====== RECORDS SHOWN ======
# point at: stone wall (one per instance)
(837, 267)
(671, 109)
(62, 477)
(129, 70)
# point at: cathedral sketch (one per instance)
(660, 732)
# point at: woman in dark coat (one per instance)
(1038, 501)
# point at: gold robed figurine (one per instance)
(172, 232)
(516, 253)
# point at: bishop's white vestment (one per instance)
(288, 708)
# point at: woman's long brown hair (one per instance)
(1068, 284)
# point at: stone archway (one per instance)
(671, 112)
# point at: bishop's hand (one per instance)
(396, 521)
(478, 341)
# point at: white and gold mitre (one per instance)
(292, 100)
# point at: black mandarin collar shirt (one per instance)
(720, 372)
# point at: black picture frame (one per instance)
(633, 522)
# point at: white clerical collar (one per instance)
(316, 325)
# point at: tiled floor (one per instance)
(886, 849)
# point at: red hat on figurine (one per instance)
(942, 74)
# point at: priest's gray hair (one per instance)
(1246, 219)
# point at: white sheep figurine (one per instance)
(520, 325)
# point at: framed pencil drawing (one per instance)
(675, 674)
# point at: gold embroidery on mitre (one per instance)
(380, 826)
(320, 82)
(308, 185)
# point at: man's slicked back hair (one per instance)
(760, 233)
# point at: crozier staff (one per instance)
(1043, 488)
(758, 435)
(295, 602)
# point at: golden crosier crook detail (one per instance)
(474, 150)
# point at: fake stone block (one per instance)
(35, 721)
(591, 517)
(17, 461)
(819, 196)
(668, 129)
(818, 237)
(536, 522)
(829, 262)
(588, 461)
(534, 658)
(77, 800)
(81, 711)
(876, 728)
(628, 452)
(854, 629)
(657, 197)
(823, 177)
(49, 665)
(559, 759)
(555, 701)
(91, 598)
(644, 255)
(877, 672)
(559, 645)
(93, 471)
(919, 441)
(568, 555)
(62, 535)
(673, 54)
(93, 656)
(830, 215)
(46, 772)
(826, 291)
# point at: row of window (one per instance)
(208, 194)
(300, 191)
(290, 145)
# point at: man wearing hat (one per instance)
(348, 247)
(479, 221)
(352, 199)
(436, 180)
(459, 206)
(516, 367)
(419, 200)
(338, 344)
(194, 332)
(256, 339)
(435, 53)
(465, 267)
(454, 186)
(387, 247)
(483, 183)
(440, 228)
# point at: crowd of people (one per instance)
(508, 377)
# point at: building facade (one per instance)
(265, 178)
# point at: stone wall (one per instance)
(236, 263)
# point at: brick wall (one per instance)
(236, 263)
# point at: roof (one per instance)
======
AIM OF THE TASK: Turn the lines above into a JSON list of strings, one string per line, and leave out any blank lines.

SOLUTION FOR THIS PROBLEM:
[
  "# point at: stone wall (one per instance)",
  "(837, 267)",
  "(671, 109)",
  "(62, 477)",
  "(129, 70)",
  "# point at: cathedral sketch (one per instance)",
  "(660, 732)",
  "# point at: woman in dark coat (one per instance)",
  "(1038, 501)",
  "# point at: gold robed figurine (one per instance)",
  "(172, 232)",
  "(516, 253)",
  "# point at: bishop's white vestment (one per instance)",
  "(288, 708)",
  "# point at: woman's long brown hair (one per instance)",
  "(1068, 284)",
  "# point at: stone archway (one per instance)",
  "(671, 112)",
  "# point at: bishop's hand (one per instance)",
  "(396, 521)",
  "(478, 341)",
  "# point at: white and gold mitre (one per instance)",
  "(292, 100)",
  "# point at: black mandarin collar shirt (one per instance)",
  "(720, 372)",
  "# point at: black picture frame (one per instance)",
  "(633, 522)",
  "# point at: white clerical collar (one per instance)",
  "(316, 325)",
  "# point at: tiled floor (one per instance)",
  "(886, 849)",
  "# point at: red hat on figurine (one per instance)",
  "(942, 74)",
  "# point at: priest's gray hair (one per instance)",
  "(1246, 219)",
  "# point at: white sheep figurine (one per instance)",
  "(520, 325)",
  "# point at: framed pencil drawing (one per instance)",
  "(675, 674)",
  "# point at: gold embroidery on mitre (one per instance)",
  "(380, 826)",
  "(320, 82)",
  "(308, 185)",
  "# point at: man's slicked back hair (one per instance)",
  "(760, 233)",
  "# point at: crozier staff (one per instance)",
  "(1043, 488)",
  "(758, 435)",
  "(295, 602)",
  "# point at: golden crosier crook detail (one per instance)",
  "(474, 150)",
  "# point at: fake stone block (one per instance)",
  "(35, 721)",
  "(591, 517)",
  "(17, 461)",
  "(819, 196)",
  "(668, 129)",
  "(818, 237)",
  "(536, 522)",
  "(829, 262)",
  "(588, 461)",
  "(534, 658)",
  "(77, 800)",
  "(81, 711)",
  "(876, 728)",
  "(628, 452)",
  "(854, 629)",
  "(657, 197)",
  "(823, 177)",
  "(49, 665)",
  "(559, 759)",
  "(555, 701)",
  "(91, 598)",
  "(644, 255)",
  "(877, 672)",
  "(559, 645)",
  "(93, 471)",
  "(919, 441)",
  "(568, 555)",
  "(62, 535)",
  "(673, 54)",
  "(93, 656)",
  "(830, 215)",
  "(46, 772)",
  "(826, 291)",
  "# point at: row of window (one per instance)",
  "(208, 194)",
  "(300, 191)",
  "(290, 145)",
  "# point at: man wearing hat (one per instance)",
  "(348, 247)",
  "(479, 221)",
  "(352, 199)",
  "(436, 180)",
  "(459, 206)",
  "(516, 367)",
  "(419, 200)",
  "(338, 344)",
  "(194, 332)",
  "(256, 339)",
  "(435, 53)",
  "(465, 267)",
  "(454, 186)",
  "(387, 247)",
  "(483, 183)",
  "(440, 228)",
  "# point at: crowd of people (one per instance)",
  "(508, 377)",
  "# point at: building facade (one per instance)",
  "(265, 178)",
  "# point at: stone wall (one per instance)",
  "(236, 263)",
  "# point at: brick wall (one per instance)",
  "(236, 263)",
  "# point at: roof (one per instance)"
]